(TO-DO LIST):
(a) From the forum thread about the dog show, retype the passage starting with "Oh and the Two" and going on through "(Jan 3, 2009)".
(b) In the forum thread about the dog show, who gave the grooming seminar?
(c) Carry on the forum thread about the dog show from the point where it stops.

(READING PASSAGE):
[Start]

Thanks Jenn for the updates and pics and your right Theresa is so nice. If you see Theresa again tell her i said congratulations on Josh's win and the girl she is showing later is Jenny and that girl is a beauty! :wub:


----------



## chichi (Apr 12, 2007)

Thanks for all the updats and pix,Jen. Makes us feel like we're there.Well almost!!!:chili::chili:


----------



## cyndrae (Aug 30, 2009)

Yes, Thanks for the updates. I wish I was there but next year San Diego I will be there and am planning my raffle quilt already. Someone please let me know how my quilt did.

And more pictures please!!


----------



## casa verde maltese (Apr 7, 2007)

So, Here are today's pictures of the Conformation Trophies..
They are super pretty.
and the rosettes (? spelling) are amazing.
Tammy from TaJon & Debbie were on the Trophy Committee (that I know of probably others!) and they were so Beautiful. and USEFUL - yesterday's winners - received (in those black bags) First Aid Supplies (for dogs. a book on care, etc.) and wow - one of the winners showed me there stuff and it was completely packed and very, very cool. I wish I had taken a picture of the inside of the bag.
There are many, many beautiful dogs here and I am so impressed this year with everything. I know many others have taken photos and I'm sure they will share them with you - if they haven't already.
Oh, Yesterday's Grooming Seminar by Deb from Jacobs Maltese - was really great, very informative.. and fun. I wish I'd had the foresight to take a VIDEO!!
but we were totally fascinated. lots of good info.

It is a slumber party with your friends & dogs and eye candy of amazing beautiful dogs and learning about the different breeders, meeting them and getting to ask them questions first hand. 

OH there is a picture of Atticus and Jax - and they are the best roommates.
so laid back together. Jax is adorable and is a fast french kisser.. as in when you least expect it.

and the picture of the ladies
is Betty White, Joyce Watkins and someone whom i've forgotten.


----------



## casa verde maltese (Apr 7, 2007)

Oh and the Two dogs on the lap are Tami Z.'s at the grooming seminar.. they were so adorable. just hanging out on their moms' lap.


----------



## Snowbody (Jan 3, 2009)

Cool, Jennifer. Thank goodness for you. Basically you're the only one who's sending home pictures and news from the front. You're our official Nationals Correspondent. :HistericalSmiley::thumbsup: Thanks, we feel pretty out of the loop back home. :huh:


----------



## casa verde maltese (Apr 7, 2007)

[End]

(DATASET EXTRACT):
[Start]

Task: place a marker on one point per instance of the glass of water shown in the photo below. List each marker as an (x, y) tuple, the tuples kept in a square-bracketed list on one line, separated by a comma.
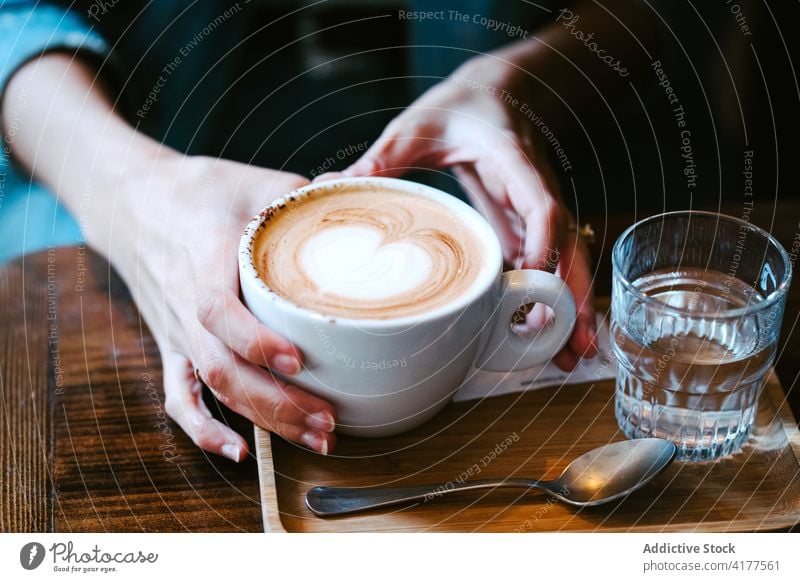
[(697, 303)]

[End]

(RESPONSES):
(a)
Oh and the Two dogs on the lap are Tami Z.'s at the grooming seminar.. they were so adorable. just hanging out on their moms' lap.


----------



## Snowbody (Jan 3, 2009)

(b) Deb from Jacobs Maltese.

(c)
The Puppy Dogs have gone and we are working our way thru the bitches..
so to speak...
We are all EXHAUSTED!!!
My friend Megan is UP and her Nani is super cute...
Marina did a great job this a.m. in jrs. and WON!! 
Carina is UP!!!!!!!!!!!!!!!


----------



## casa verde maltese (Apr 7, 2007)

Cadeau's puppy is UP and wow the coat is stunning


----------



## silverhaven (Sep 6, 2009)

Thanks for keeping us abreast, enjoying your reports. Thanks for posting


----------



## joyomom (Jan 13, 2008)

Thanks so much for all the updates and the great pics!

You are our #1 correspondent - loving your observations!!!!


----------



## harrysmom (Sep 28, 2007)

Thanks so much for the updates!!!!


----------



## cyndrae (Aug 30, 2009)

Yes thanks for the updates. I keep coming back looking for updates.


----------



## KAG (Jun 1, 2006)

Thanks for the updates, Jennifer!
xoxoxoxox


----------



## casa verde maltese (Apr 7, 2007)

Alright, 
The banquet finished last night.. and then we spent some down time with several show breeders.. Chrisman, Divine, Jacobs, Petite Maltese, Rhapsody, Avante Maltese, some Austrailians, briefly Foxstone and I am probably forgetting someone.. but I think that's it.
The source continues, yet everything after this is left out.